[DOCUMENT EXTRACT Boundary: Start]
Dozens of staff at a hospital have been filmed standing in silence for an emotional ‘walk of respect’ for a selfless dying organ donor.
The 53-year-old patient made his final journey along the fourth-floor corridor in the touching gesture at St Luke’s Hospital in Meridian, Idaho on Saturday.
Medical staff ceased all operations to line the walls of the hospital with a silent but emotional ‘walk of respect’ to the man.
The anonymous man was wheeled through the hallway in front of medics, family and friends, before being taken off of life support and passing away.
Staff at St Luke’s Hospital in Meridian, Idaho, gathered on the fourth floor corridor for an emotional ‘walk of respect’ for an organ donor as he was taken to have his life support switched off
The walk of respect has become a tradition at Idaho’s St Luke’s hospitals, and sees staff turn out to honour those giving the life-saving gift of organ donation.
A video posted on social media by the hospital shows dozens of staff standing in respectful silence as the terminally ill man is taken to be removed from life support.
The man is surrounded by the people who have been keeping him alive as he is taken on his final journey out of intensive care.
And medics standing in the halls were close to tears as, on Saturday September 27, the man became the second donor that week to receive the tribute.
‘I was moved by the number of people who made a point to be there,’ said Anita Kissee, the hospital’s PR manager who posted the video online.
[DOCUMENT EXTRACT Boundary: End]
[EXTRACTED MATERIAL Boundary: Start]
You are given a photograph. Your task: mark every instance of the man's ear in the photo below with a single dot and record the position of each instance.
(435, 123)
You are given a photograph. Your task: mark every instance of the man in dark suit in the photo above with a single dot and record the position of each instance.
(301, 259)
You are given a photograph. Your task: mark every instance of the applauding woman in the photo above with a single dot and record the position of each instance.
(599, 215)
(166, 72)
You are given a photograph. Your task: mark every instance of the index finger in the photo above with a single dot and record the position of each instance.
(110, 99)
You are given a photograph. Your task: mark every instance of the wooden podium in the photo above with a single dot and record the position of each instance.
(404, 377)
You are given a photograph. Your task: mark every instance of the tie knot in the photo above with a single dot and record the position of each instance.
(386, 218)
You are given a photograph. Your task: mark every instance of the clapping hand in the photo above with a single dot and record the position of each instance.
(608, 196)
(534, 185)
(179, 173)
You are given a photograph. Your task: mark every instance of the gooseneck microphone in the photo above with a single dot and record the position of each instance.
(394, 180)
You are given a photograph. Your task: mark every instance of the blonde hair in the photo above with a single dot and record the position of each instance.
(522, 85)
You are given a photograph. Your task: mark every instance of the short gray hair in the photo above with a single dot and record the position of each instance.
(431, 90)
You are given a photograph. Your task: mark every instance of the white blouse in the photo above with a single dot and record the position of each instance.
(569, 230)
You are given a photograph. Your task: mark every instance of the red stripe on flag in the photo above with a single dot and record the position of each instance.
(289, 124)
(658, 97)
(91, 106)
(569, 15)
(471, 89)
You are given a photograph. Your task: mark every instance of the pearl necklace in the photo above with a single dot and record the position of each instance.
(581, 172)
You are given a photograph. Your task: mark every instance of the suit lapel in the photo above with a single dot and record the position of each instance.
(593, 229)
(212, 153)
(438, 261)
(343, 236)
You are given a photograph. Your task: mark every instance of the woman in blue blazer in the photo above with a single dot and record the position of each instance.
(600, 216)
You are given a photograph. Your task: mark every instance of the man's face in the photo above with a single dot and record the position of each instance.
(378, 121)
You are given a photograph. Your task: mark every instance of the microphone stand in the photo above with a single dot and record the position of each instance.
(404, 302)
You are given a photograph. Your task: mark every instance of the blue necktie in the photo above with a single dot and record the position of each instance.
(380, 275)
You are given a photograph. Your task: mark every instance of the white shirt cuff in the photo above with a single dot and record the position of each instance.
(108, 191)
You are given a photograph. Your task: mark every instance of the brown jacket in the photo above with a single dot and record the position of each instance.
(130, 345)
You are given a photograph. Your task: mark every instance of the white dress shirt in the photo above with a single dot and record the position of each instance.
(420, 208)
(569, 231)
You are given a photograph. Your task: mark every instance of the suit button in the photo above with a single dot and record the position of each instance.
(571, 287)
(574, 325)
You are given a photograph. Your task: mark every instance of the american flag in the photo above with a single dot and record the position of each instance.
[EXTRACTED MATERIAL Boundary: End]
WHAT THE EXERCISE ASKS
Write what comes next in the news story about the hospital staff's walk of respect for the organ donor, picking up right after its last sentence. You won't need the data for this.

YOUR RESPONSE
‘There were not a lot of dry eyes – I too was wiping my tears. What a privilege to be invited to be there in that moving moment.’
Dozens of staff lined the corridor and some appeared emotional as the terminally ill man was wheeled past in his final moments
The man was the second person in a week to have received the walk of respect at the hospital, which has become a tradition for those who are taken to donate their organs when they die
A spokesperson for St Luke’s Health System, which runs the hospital, added: ‘It’s a way to pay tribute to the patient, their incredible gift of life, and support the family during a deeply emotional time.
‘The employees who are available at the time all gather on the fourth floor and line the halls from the ICU to the elevator.
‘We had two this week, which is unusual.
‘Each of our hospitals have their own version of this, but Meridian is the largest.’
There are more than 114,000 people in the US on the waiting list for organ donation, but only around 0.3 per cent of people die in a way which means their organs can be used.
And while 75 per cent of adults in the country support organ donation, according to government statistics, only 54 per cent of people have signed up.
The most commonly transplanted organs are kidneys – which can be done when donors are still alive because people have two but can live with one.
After this the liver, heart and lungs are most commonly transplanted, but all must be taken from dead donors.